--- Task objective ---
Please pull out every line in the records below that contains the string "structure" and copy each one in full.
·····
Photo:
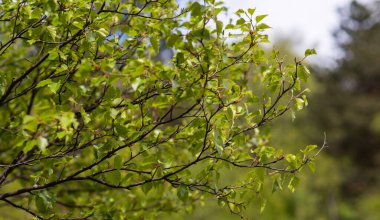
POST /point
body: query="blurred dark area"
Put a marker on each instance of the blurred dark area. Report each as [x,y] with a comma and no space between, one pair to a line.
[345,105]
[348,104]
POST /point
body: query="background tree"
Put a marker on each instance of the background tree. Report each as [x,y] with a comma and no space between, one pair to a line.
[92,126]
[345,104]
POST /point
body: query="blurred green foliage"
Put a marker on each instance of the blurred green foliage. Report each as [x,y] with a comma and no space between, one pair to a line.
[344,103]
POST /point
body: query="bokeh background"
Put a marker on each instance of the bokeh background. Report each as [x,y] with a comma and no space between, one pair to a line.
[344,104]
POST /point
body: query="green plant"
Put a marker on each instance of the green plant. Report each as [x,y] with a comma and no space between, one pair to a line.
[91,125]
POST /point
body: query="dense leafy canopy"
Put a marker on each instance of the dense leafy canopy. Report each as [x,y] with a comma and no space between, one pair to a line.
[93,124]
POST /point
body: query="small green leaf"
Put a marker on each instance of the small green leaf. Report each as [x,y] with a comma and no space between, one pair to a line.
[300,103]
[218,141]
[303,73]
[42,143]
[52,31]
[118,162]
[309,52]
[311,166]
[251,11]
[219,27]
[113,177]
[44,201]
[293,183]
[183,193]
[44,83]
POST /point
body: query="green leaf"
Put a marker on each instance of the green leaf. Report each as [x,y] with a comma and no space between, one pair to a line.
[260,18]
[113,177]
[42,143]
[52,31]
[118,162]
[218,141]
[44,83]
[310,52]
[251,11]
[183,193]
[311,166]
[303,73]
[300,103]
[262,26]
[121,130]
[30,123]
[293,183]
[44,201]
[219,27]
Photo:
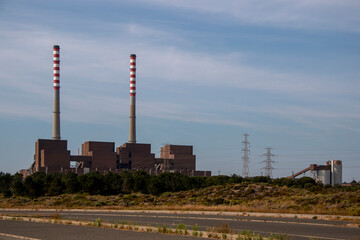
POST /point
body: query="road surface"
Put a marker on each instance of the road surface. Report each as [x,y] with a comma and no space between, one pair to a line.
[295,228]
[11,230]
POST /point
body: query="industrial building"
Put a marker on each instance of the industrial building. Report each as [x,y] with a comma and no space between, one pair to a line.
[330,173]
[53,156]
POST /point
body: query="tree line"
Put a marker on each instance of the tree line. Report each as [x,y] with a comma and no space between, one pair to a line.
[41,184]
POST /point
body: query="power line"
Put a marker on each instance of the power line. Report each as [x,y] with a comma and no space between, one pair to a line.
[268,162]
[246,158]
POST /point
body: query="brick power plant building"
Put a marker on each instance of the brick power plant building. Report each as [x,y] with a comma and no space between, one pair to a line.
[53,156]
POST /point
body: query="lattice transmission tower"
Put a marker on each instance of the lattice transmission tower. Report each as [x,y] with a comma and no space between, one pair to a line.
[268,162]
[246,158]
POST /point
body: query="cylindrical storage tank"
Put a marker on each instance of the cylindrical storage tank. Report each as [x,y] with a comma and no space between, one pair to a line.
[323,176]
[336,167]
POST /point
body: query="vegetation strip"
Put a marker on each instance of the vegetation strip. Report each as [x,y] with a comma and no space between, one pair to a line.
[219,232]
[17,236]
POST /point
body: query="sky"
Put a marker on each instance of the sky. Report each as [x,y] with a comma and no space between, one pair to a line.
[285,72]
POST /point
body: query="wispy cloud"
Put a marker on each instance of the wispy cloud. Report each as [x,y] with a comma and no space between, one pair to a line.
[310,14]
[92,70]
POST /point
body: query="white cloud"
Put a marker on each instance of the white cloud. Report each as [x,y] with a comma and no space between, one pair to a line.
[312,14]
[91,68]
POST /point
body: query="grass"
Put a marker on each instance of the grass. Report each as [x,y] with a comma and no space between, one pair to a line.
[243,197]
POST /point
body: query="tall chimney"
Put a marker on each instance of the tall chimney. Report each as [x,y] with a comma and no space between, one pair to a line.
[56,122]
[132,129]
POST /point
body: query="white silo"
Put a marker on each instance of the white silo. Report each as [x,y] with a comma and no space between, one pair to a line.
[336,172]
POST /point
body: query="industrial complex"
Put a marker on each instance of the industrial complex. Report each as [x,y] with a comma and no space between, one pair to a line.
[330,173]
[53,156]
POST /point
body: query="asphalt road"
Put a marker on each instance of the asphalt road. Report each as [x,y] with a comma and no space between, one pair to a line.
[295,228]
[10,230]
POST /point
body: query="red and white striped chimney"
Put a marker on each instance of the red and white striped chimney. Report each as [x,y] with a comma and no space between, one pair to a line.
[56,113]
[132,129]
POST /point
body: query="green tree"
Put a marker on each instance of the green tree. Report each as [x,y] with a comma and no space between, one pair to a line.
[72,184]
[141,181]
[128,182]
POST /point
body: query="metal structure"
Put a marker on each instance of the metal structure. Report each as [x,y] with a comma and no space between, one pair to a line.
·····
--- Response to this task ---
body: query="metal structure"
Put a marker on each instance of the metal structure. Report each as [x,y] with a comma and no space between, one pair to a line.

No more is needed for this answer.